● WHAT YOU NEED TO DO:
Exclude the images and repeat all remaining entries exactly.

● TASK MATERIAL:

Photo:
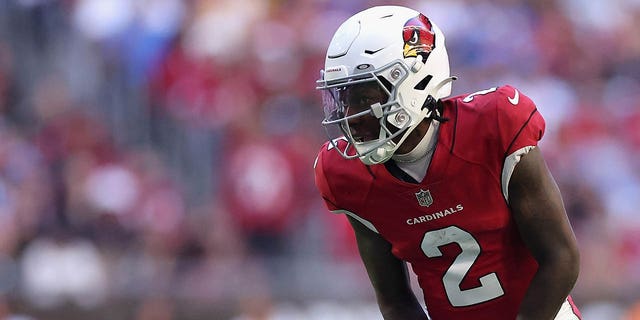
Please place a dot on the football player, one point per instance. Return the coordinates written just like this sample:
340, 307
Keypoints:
456, 187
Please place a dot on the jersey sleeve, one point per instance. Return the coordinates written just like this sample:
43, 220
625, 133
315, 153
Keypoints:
321, 179
519, 122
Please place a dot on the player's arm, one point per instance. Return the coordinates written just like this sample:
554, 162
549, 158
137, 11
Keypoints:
539, 212
388, 276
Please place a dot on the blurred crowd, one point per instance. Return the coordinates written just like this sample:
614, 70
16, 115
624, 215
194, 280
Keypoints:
156, 155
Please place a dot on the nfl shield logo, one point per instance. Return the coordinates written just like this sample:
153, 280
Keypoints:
424, 198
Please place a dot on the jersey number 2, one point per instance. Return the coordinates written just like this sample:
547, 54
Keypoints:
489, 287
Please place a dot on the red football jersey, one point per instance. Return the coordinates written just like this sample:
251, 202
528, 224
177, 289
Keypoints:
454, 227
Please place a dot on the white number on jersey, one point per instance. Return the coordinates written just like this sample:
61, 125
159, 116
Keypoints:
489, 288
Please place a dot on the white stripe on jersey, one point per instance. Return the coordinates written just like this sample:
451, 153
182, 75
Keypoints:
508, 167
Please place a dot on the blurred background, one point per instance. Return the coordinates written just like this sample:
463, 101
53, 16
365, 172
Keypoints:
156, 155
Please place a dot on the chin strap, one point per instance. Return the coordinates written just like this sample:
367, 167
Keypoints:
431, 104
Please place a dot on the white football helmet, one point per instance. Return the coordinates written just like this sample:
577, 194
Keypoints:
402, 51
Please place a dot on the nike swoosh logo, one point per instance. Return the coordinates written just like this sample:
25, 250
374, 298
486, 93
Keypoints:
516, 98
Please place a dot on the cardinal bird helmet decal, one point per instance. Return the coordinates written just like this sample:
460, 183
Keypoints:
418, 36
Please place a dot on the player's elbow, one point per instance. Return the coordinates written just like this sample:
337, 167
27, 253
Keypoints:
564, 262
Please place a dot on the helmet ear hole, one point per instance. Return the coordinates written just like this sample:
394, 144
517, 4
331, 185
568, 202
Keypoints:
385, 83
423, 83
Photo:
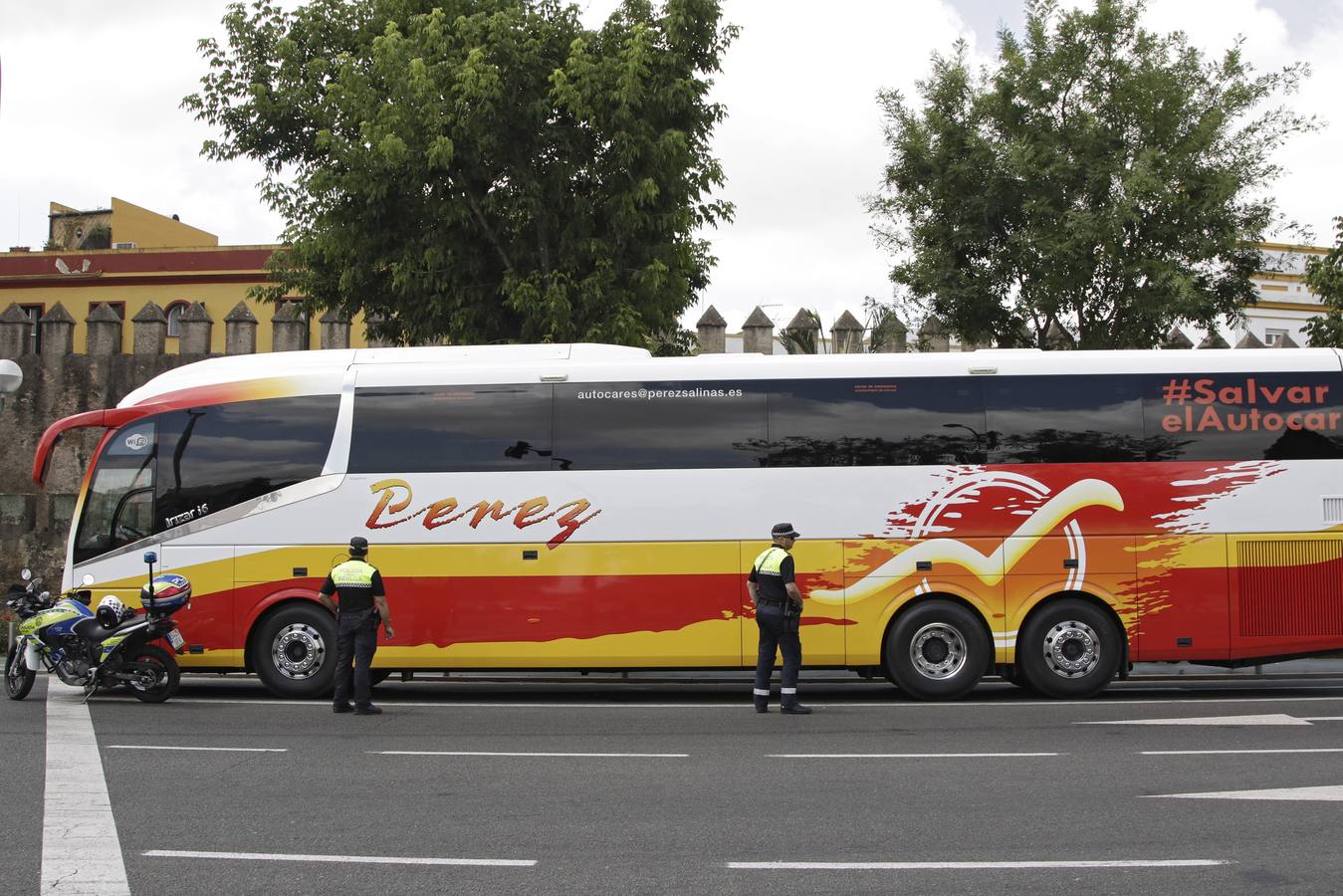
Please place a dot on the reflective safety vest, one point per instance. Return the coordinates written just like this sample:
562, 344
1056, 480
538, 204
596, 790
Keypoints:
353, 573
770, 560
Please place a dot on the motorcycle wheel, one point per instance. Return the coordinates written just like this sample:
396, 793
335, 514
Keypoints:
168, 676
18, 676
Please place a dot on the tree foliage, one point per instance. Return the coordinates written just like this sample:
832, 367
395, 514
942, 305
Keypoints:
1324, 278
478, 169
1099, 176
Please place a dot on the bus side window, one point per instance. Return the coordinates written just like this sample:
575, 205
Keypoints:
218, 456
877, 422
660, 425
1065, 419
451, 429
1243, 416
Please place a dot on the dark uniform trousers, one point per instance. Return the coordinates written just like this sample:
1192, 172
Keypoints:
778, 631
356, 634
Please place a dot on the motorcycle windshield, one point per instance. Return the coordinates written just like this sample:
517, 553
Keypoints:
119, 504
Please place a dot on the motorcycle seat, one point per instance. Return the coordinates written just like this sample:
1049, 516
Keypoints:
93, 630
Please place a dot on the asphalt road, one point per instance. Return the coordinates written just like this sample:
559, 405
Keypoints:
696, 792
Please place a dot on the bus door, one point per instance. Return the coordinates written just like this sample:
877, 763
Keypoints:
819, 568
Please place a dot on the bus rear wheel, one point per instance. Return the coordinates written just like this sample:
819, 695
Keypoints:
295, 652
1069, 649
938, 650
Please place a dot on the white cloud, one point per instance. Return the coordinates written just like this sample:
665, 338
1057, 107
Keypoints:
91, 109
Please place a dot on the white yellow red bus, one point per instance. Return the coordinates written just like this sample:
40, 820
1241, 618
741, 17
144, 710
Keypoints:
1051, 518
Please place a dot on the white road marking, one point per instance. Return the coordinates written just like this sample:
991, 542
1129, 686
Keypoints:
745, 706
1116, 862
1272, 719
480, 753
905, 755
202, 749
81, 852
1220, 753
1328, 794
362, 860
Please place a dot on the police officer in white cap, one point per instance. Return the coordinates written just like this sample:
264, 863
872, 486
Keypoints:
778, 604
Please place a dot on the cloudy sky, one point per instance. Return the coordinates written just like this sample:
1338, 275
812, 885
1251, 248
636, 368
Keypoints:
89, 109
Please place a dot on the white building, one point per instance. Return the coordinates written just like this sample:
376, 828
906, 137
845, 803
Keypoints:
1284, 301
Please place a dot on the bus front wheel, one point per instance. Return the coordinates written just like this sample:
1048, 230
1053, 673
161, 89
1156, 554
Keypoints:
938, 650
1069, 649
295, 650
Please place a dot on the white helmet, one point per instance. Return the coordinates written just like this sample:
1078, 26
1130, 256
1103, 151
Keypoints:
111, 611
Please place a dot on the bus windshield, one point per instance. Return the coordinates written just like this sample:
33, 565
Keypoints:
118, 508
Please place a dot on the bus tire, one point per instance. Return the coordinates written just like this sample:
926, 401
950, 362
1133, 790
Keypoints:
938, 650
295, 650
1069, 649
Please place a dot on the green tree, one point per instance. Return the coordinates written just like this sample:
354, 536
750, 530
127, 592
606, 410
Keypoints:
478, 169
1099, 177
1324, 278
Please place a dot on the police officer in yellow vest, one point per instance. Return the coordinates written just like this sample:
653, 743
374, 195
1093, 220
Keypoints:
778, 604
360, 588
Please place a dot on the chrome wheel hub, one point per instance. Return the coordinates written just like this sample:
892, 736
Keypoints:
1072, 649
938, 652
299, 650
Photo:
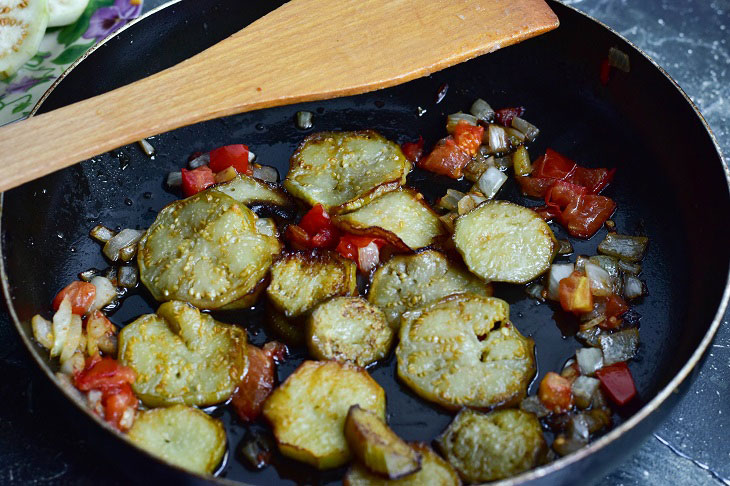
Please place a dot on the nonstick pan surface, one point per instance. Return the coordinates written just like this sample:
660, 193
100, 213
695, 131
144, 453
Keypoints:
670, 185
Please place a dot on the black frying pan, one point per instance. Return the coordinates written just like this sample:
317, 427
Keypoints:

● RESULT OF THE EXERCISE:
Photo:
Please place a dot on the football player, one point per instance. Return the coordinates written just like this sample:
340, 307
Keypoints:
456, 187
Please place a dot on the jersey sleeve, one point per instance. Return the coordinates written just like this sample:
43, 220
625, 133
315, 153
Keypoints:
321, 179
519, 122
Please place a dot on the player's arm, one point per instance. Return the coordinates written just like this sample:
554, 162
549, 158
137, 11
Keypoints:
539, 212
388, 276
Please place a dot on the blurred crowd, one point per instance. Return the coordinates written just like this sample:
614, 70
16, 115
624, 215
194, 280
Keypoints:
156, 155
Please place a dot on the nfl shield logo, one point per instance. Return the coordinates written just like this sample:
153, 280
Keypoints:
424, 198
Please place a dot on the jersey number 2, one point per instance. Return the coordinates written just like this sample:
547, 54
Keypoints:
489, 287
Please place a dot on the red football jersey, one point per instance. Return the coordinates written just like this sample:
251, 202
528, 224
177, 289
Keypoints:
454, 227
Please place a dot on the white number on jersey, one point per instance. Return the coordinates written just like this sample:
61, 125
159, 116
Keypoints:
489, 288
Please place a dot on the white stripe on jersey, one point per instance. Return the coordinates written just like this sample:
451, 153
182, 75
Keypoints:
508, 167
Please place a dot on the blurred background, one point per instance. Return the coordinates written just like this sample:
463, 101
53, 16
365, 172
Keypoints:
156, 155
Please place a dot on the chin strap, one point per instance. Return the coordinates written just like this sample:
367, 167
Keypoints:
431, 104
Please place a dot on the white football helmet, one point per instance. Return the coordinates written just like this sample:
577, 194
Keypoints:
402, 51
Please place a dot on the nike swoosh logo, one point per instance. Return the coordinates written just like this sample:
25, 250
374, 298
486, 93
Keypoints:
516, 98
Please place a dot on the cardinal bird helmet decal, one point per instance. Return the coordinates written just like this sample:
460, 183
Keypoints:
418, 36
Please place a dot on the player's elbow, one point per instance. Return the coordinates written just like this sample:
337, 167
27, 253
Keypoints:
564, 262
Please place a dot on the helmet ear hole, one point per instance. Return the coordinates written just like this sample:
394, 144
517, 4
331, 185
568, 202
Keypoints:
385, 83
423, 83
Photo:
Please place a dot on the reflective safety vest, one point per instance. Return the coordinates written just like this sample:
562, 344
1056, 480
538, 204
596, 790
Keypoints:
353, 573
770, 560
Please place a dot on the motorcycle wheel, one point per instance. Return the coordinates written just like this sample:
396, 793
335, 514
Keypoints:
168, 676
18, 676
Please place a dot on the tree foliage, one point per instance. Return the coordinates written just like this sample:
832, 367
395, 514
942, 305
Keypoints:
1324, 278
478, 169
1099, 176
Please place a dot on the bus side window, one point per instance. Return the coordinates written just like this sample:
575, 205
Keypoints:
218, 456
877, 422
660, 425
1065, 419
451, 429
1243, 416
Please place a dot on the dark uniform trousers, one point per instance. Return the coordinates written just like this sample:
1192, 172
Keypoints:
778, 631
356, 634
Please place a dot on the motorcycle windshield, one point per instance. Return the coordinates written just like this sample:
517, 553
Keypoints:
119, 504
Please place a dot on the motorcycle seat, one point per instance. Return the coordinates written just like this sample:
1049, 516
Keypoints:
93, 630
Please place a dot on the asphalt road, one point per instance. Return the coordinates written just like this sample:
559, 405
Keypoints:
696, 792
Please place a dot on the bus door, one point per instance. Return the coordinates written just like this sample:
877, 763
Keypoints:
819, 568
Please place a dot on the bus rear wheel, one point per instance. Return the coordinates written just like this sample:
819, 695
Keypoints:
295, 652
1069, 649
938, 650
Please place a dot on the white cloud, one point per instance. Return the coordinates written just like this sample:
665, 338
1057, 107
Keypoints:
91, 109
Please place a dot on the white yellow red bus, one point per instance. Return the coordinates written just like this sample:
40, 820
1241, 618
741, 17
144, 710
Keypoints:
1051, 518
Please place a dot on the white road marking, one point per instance. Return the coordinates written just like this sample:
991, 542
1129, 686
Keypoints:
745, 706
1116, 862
1272, 719
480, 753
905, 755
202, 749
81, 852
1220, 753
1328, 794
362, 860
Please place a dot on the police officer in white cap, one point per instance. Return the coordinates written just like this sample:
264, 863
872, 486
Keypoints:
778, 604
Please place a dot on the cloudy sky, one point per instance. Return the coordinates written just like this sample:
1338, 275
812, 885
1251, 248
636, 368
Keypoints:
89, 109
Please place a dot on the white building, one point per instance. Return the coordinates written just like this sample:
376, 828
906, 137
845, 803
Keypoints:
1284, 301
Please place a dot on the bus front wheel, one point per instance. Return the coordinates written just like this sample:
1048, 230
1053, 673
161, 89
1156, 554
Keypoints:
938, 650
1069, 649
295, 650
Please place a dot on the white helmet, one point per instance. Return the coordinates written just like this sample:
1078, 26
1130, 256
1103, 151
Keypoints:
111, 611
Please place a dot on the bus windshield, one point per instance. Return the coordinates written just like this sample:
33, 565
Keypoints:
118, 508
Please place a dot on the bus tire, one point per instance. Return the coordinates written just like this sample:
926, 401
950, 362
1133, 790
Keypoints:
938, 650
295, 650
1069, 649
Please place a dot on the green tree, one point per instance. Return the coordinates written just like this sample:
354, 536
750, 530
127, 592
606, 410
Keypoints:
478, 169
1099, 177
1324, 278
Please place a dot on the police officer in yellow vest, one point per instance. Return the coordinates written just like this sample:
653, 743
374, 195
1093, 220
Keypoints:
778, 604
360, 588
Please place a dot on the chrome wheel hub, one point per instance. Return the coordinates written just like this sample:
892, 736
Keypoints:
1072, 649
938, 652
299, 650
Photo:
Please place a dot on the nonstick pan surface, one point per instance. Return the coordinates written just like this sample:
660, 193
100, 213
695, 131
144, 453
Keypoints:
670, 185
Please place a dot on the black frying pan, one point per instance. Return the coordinates written just like this sample:
317, 427
Keypoints:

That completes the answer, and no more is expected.